■ **Saved data entries**
-------------------------

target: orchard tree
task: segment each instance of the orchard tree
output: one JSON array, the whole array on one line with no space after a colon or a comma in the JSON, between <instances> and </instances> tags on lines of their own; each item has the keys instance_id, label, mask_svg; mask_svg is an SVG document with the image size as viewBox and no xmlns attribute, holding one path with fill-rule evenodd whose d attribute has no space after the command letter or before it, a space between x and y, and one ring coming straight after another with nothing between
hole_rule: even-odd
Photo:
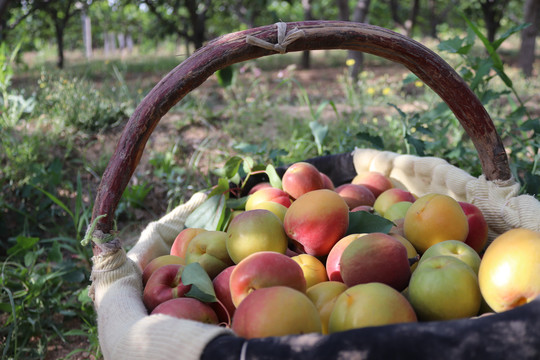
<instances>
[{"instance_id":1,"label":"orchard tree","mask_svg":"<svg viewBox=\"0 0 540 360\"><path fill-rule=\"evenodd\" d=\"M138 0L158 21L161 34L177 34L196 49L206 41L206 21L212 0ZM127 3L131 3L128 1Z\"/></svg>"},{"instance_id":2,"label":"orchard tree","mask_svg":"<svg viewBox=\"0 0 540 360\"><path fill-rule=\"evenodd\" d=\"M260 20L268 17L268 5L268 0L233 0L224 1L223 8L248 28L254 28L266 25Z\"/></svg>"},{"instance_id":3,"label":"orchard tree","mask_svg":"<svg viewBox=\"0 0 540 360\"><path fill-rule=\"evenodd\" d=\"M525 23L530 24L521 32L521 47L519 50L519 65L526 77L532 76L534 64L534 49L536 36L540 26L540 0L527 0L524 11Z\"/></svg>"},{"instance_id":4,"label":"orchard tree","mask_svg":"<svg viewBox=\"0 0 540 360\"><path fill-rule=\"evenodd\" d=\"M18 1L0 0L0 43L4 41L7 31L13 29L21 21L10 21L10 14L20 6L21 4ZM11 24L8 24L9 22Z\"/></svg>"},{"instance_id":5,"label":"orchard tree","mask_svg":"<svg viewBox=\"0 0 540 360\"><path fill-rule=\"evenodd\" d=\"M54 27L58 60L56 66L64 67L64 33L70 19L80 11L77 0L41 0L35 1L35 6L45 13Z\"/></svg>"},{"instance_id":6,"label":"orchard tree","mask_svg":"<svg viewBox=\"0 0 540 360\"><path fill-rule=\"evenodd\" d=\"M490 42L495 41L497 30L501 26L501 20L510 0L482 0L482 14L487 30L487 38Z\"/></svg>"},{"instance_id":7,"label":"orchard tree","mask_svg":"<svg viewBox=\"0 0 540 360\"><path fill-rule=\"evenodd\" d=\"M0 25L2 28L0 36L5 36L6 31L11 31L15 26L20 26L24 22L26 30L30 30L31 36L45 37L50 34L52 29L57 46L57 66L64 67L64 36L68 24L77 15L83 6L89 6L91 0L27 0L27 1L9 1L0 0L0 6L5 6L11 10L11 15L2 15ZM11 16L5 21L4 16ZM8 24L9 21L9 24Z\"/></svg>"},{"instance_id":8,"label":"orchard tree","mask_svg":"<svg viewBox=\"0 0 540 360\"><path fill-rule=\"evenodd\" d=\"M347 0L337 1L339 9L339 19L342 21L349 21L349 3ZM359 23L366 23L369 13L370 0L358 0L354 7L352 21ZM350 76L353 80L358 78L358 74L364 67L364 53L361 51L349 51L348 58L353 61Z\"/></svg>"},{"instance_id":9,"label":"orchard tree","mask_svg":"<svg viewBox=\"0 0 540 360\"><path fill-rule=\"evenodd\" d=\"M403 7L403 1L390 0L389 7L394 25L403 29L408 36L411 36L420 10L420 1L412 0L410 8L407 9ZM405 19L403 19L404 17Z\"/></svg>"}]
</instances>

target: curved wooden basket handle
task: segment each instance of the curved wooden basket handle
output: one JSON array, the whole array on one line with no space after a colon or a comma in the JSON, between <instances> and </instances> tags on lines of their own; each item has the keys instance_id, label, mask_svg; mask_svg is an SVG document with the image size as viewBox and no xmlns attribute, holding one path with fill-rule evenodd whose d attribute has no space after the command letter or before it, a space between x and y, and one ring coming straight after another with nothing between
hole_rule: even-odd
<instances>
[{"instance_id":1,"label":"curved wooden basket handle","mask_svg":"<svg viewBox=\"0 0 540 360\"><path fill-rule=\"evenodd\" d=\"M306 21L286 24L303 36L287 45L286 52L348 49L377 55L404 65L448 104L472 139L488 180L511 177L508 158L493 121L463 79L422 44L377 26L342 21ZM146 142L159 120L186 94L214 72L229 65L278 53L246 42L247 36L276 44L276 24L221 36L210 41L167 74L135 109L101 179L92 221L109 234L114 213ZM283 49L281 49L283 50Z\"/></svg>"}]
</instances>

-------------------------

■ **YOUR OBJECTIVE**
Which lines in the data above hold the word "task"? Return each of them.

■ **ANSWER BELOW**
task: segment each instance of the orchard tree
task: segment each instance of the curved wooden basket handle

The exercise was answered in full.